▶ [WHAT THE TASK ASKS] How many lines of the data below contain the string "outcrop" with matching case? Reply with the number alone.

▶ [DATASET EXTRACT]
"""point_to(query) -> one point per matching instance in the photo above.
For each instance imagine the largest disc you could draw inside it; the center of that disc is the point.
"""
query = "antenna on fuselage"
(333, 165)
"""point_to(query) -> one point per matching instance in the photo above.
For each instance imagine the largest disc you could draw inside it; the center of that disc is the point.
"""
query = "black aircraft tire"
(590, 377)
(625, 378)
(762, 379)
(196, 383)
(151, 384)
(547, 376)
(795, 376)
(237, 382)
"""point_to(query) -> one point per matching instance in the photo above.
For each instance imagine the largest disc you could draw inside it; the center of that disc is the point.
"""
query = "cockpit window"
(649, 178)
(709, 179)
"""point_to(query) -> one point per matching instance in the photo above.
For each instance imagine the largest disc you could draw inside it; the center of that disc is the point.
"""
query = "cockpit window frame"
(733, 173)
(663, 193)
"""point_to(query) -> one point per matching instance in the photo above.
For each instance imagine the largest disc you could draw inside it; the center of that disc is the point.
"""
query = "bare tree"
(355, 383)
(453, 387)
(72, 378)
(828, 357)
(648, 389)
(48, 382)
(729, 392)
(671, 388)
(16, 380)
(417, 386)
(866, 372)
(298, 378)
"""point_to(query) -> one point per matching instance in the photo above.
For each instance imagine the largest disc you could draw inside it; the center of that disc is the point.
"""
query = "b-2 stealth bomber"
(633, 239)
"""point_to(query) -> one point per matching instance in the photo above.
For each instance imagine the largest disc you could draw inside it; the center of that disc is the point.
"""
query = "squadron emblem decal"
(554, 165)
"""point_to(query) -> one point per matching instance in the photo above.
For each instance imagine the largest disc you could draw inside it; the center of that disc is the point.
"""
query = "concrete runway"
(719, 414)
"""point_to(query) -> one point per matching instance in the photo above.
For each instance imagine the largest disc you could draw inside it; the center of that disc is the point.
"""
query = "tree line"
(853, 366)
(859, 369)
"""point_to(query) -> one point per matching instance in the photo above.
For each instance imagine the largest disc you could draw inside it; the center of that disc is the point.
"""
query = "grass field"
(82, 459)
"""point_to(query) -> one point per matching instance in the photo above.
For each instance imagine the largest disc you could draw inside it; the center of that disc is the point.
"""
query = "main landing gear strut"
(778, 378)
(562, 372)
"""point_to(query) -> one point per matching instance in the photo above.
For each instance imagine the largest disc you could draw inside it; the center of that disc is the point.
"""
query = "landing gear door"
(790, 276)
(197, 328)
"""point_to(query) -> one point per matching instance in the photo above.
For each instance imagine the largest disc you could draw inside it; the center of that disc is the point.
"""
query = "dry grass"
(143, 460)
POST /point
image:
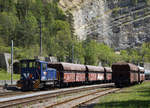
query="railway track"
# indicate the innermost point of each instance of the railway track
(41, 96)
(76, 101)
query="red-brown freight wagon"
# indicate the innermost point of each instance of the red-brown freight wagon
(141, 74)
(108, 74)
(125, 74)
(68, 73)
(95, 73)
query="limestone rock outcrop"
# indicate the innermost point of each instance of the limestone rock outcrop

* * *

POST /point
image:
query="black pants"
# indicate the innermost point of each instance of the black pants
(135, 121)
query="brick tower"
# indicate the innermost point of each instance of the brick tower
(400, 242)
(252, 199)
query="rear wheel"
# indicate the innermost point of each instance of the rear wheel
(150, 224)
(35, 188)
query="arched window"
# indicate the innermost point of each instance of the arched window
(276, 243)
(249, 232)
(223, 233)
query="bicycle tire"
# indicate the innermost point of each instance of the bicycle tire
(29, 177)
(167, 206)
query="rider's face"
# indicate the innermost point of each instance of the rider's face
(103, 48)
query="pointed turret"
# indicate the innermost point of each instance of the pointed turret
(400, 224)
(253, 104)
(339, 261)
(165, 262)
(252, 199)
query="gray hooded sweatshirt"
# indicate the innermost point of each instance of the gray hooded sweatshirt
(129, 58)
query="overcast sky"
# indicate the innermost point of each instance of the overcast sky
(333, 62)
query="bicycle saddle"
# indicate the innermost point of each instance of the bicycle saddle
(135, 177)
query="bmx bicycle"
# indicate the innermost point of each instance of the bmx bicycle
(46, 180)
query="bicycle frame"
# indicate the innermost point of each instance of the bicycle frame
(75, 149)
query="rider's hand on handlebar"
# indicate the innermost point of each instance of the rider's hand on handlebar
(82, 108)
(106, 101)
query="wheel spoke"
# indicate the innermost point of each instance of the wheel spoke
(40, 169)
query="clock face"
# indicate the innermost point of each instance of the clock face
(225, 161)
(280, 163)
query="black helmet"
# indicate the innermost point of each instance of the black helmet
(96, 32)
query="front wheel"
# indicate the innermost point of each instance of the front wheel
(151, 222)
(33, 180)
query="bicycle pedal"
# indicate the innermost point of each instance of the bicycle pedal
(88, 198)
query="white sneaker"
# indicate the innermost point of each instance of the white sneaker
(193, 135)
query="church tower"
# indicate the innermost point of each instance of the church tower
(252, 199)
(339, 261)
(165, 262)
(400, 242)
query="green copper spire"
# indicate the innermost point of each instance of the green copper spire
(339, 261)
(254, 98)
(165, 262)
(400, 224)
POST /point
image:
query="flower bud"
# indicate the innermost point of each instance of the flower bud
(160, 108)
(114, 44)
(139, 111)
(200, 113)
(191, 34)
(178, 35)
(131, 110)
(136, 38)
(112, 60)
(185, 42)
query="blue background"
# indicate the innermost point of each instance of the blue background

▶ [WRITTEN ANSWER] 2